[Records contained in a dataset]
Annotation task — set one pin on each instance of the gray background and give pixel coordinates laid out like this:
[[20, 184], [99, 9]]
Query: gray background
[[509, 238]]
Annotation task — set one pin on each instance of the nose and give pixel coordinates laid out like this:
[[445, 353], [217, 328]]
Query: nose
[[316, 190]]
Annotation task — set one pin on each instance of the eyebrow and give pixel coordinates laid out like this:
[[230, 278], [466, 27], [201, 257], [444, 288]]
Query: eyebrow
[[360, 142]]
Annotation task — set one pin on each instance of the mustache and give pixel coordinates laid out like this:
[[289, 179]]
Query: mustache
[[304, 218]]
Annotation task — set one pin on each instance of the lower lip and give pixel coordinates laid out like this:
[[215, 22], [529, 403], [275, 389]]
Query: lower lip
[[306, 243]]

WHAT YOU WILL DO: Each line of the data above should appear again in your answer, exactly as given.

RESULT FOR THIS TASK:
Annotation task — set one pin on each instance of the gray background and give pixel coordinates laid out like this:
[[20, 184], [99, 9]]
Query: gray background
[[509, 238]]
Annotation task — set one pin on each instance of the nose and give pixel coordinates laid out like this:
[[445, 353], [217, 328]]
Query: nose
[[316, 190]]
Annotation task — set one pin on each instance of the eyebrow and give pixel coordinates laid out like this:
[[230, 278], [466, 27], [201, 257], [444, 288]]
Query: eyebrow
[[360, 142]]
Annotation task — set one pin on each instance of the mustache and give pixel coordinates laid out like this:
[[289, 179]]
Query: mustache
[[304, 218]]
Annotation task — set one pin on each instance of the lower lip and give pixel coordinates laid out like this:
[[215, 22], [529, 403], [275, 389]]
Query: lower lip
[[306, 243]]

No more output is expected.